__Task__
Only the pictures are omitted; repeat all other data exactly.

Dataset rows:
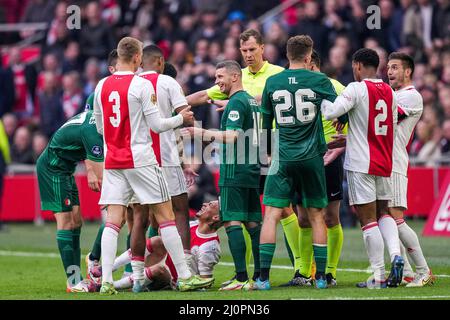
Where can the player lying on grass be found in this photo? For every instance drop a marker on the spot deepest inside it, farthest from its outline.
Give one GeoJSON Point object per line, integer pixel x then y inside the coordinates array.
{"type": "Point", "coordinates": [159, 270]}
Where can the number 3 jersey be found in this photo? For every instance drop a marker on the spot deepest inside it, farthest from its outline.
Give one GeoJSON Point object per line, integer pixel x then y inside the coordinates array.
{"type": "Point", "coordinates": [123, 100]}
{"type": "Point", "coordinates": [293, 97]}
{"type": "Point", "coordinates": [372, 112]}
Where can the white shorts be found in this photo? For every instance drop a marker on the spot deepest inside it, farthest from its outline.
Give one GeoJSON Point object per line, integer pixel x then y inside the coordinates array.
{"type": "Point", "coordinates": [147, 183]}
{"type": "Point", "coordinates": [399, 185]}
{"type": "Point", "coordinates": [365, 188]}
{"type": "Point", "coordinates": [175, 180]}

__Task result__
Where can the player lying on grass be found in this photo? For every instance drop a marker on the spot deepest inside it, farthest from its outline.
Give one GeoJSON Point object per line, integer pixel x then y inside the coordinates array.
{"type": "Point", "coordinates": [159, 270]}
Where can the number 3 jersey be found in this photo? For every instance drop a marker on the spot deepest inside it, farthest from its outline.
Give one GeoJSON Point object per line, integer pixel x then y inside the coordinates array.
{"type": "Point", "coordinates": [123, 100]}
{"type": "Point", "coordinates": [293, 97]}
{"type": "Point", "coordinates": [372, 112]}
Where can the white shorts be found in this photo? For every instance drop a marker on the spot deepest inside it, farthest from its outline.
Give one GeoJSON Point object per line, integer pixel x then y inside the coordinates array.
{"type": "Point", "coordinates": [147, 183]}
{"type": "Point", "coordinates": [399, 185]}
{"type": "Point", "coordinates": [365, 188]}
{"type": "Point", "coordinates": [175, 180]}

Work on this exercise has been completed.